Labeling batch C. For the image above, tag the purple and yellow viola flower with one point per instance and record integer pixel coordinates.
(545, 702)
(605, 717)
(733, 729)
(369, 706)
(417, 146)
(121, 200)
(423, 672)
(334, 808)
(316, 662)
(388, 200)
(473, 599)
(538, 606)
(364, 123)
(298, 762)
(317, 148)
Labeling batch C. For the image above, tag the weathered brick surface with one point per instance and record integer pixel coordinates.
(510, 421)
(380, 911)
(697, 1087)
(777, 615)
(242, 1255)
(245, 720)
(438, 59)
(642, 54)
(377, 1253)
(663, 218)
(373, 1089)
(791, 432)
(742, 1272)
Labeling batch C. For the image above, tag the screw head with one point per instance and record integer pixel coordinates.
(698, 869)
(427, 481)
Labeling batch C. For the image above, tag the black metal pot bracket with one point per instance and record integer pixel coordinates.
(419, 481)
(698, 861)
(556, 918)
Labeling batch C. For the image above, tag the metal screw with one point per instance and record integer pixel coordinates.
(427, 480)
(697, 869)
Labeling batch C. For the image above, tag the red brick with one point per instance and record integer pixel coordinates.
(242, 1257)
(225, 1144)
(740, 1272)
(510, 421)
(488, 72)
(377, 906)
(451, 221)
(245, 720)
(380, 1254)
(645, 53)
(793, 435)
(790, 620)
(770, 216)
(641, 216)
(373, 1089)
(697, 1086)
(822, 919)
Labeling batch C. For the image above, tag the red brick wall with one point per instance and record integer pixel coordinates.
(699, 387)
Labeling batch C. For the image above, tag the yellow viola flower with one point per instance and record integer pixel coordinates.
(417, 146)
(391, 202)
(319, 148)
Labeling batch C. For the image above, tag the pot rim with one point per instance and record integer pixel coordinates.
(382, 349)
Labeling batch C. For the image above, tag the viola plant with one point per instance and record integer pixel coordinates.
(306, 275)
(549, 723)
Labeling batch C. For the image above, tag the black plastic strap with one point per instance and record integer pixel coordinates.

************

> Task prompt
Recast everything in the listing above, from the line containing "Labeling batch C. For the image above, tag the screw" down to the end of the listing, as a Markdown table. Use the columns Row and Entry, number each line, and omit blank lines.

> Answer in full
| Row | Entry |
|---|---|
| 1 | Labeling batch C. For the image above, tag the screw head with one point per instance and record integer pixel coordinates. |
| 2 | (698, 869) |
| 3 | (427, 481) |
| 4 | Labeling batch C. For the image above, tag the black metal pot bracket with one point per instance and record integer pixel coordinates. |
| 5 | (419, 481) |
| 6 | (698, 861) |
| 7 | (556, 918) |
| 8 | Labeling batch C. For the image above, tag the metal screw with one point per instance and record integer pixel coordinates. |
| 9 | (427, 480) |
| 10 | (697, 869) |
| 11 | Labeling batch C. For the image above, tag the red brick with one point per instance and record integer pixel coordinates. |
| 12 | (242, 1257) |
| 13 | (225, 1144) |
| 14 | (740, 1272) |
| 15 | (510, 421) |
| 16 | (488, 72) |
| 17 | (377, 906) |
| 18 | (451, 221) |
| 19 | (245, 720) |
| 20 | (380, 1254) |
| 21 | (645, 53) |
| 22 | (793, 435) |
| 23 | (790, 620) |
| 24 | (770, 216) |
| 25 | (641, 216) |
| 26 | (373, 1089) |
| 27 | (697, 1086) |
| 28 | (822, 919) |
| 29 | Labeling batch C. For the image above, tag the red brick wall with one point per instance and record integer pixel coordinates. |
| 30 | (699, 387) |
| 31 | Labeling batch C. For the image above, tag the yellow viola flower with one point per instance and record integer pixel coordinates. |
| 32 | (417, 146) |
| 33 | (391, 202) |
| 34 | (319, 148) |
| 35 | Labeling batch C. For the image above, tag the pot rim with one point per instance and record integer pixel coordinates. |
| 36 | (382, 349) |
| 37 | Labeling batch C. For the image above, tag the viola plant with one point per instance and record integer pixel coordinates. |
| 38 | (306, 275) |
| 39 | (549, 723) |
| 40 | Labeling batch C. For the image above, tag the black plastic strap with one point per instance and record integer pixel coordinates. |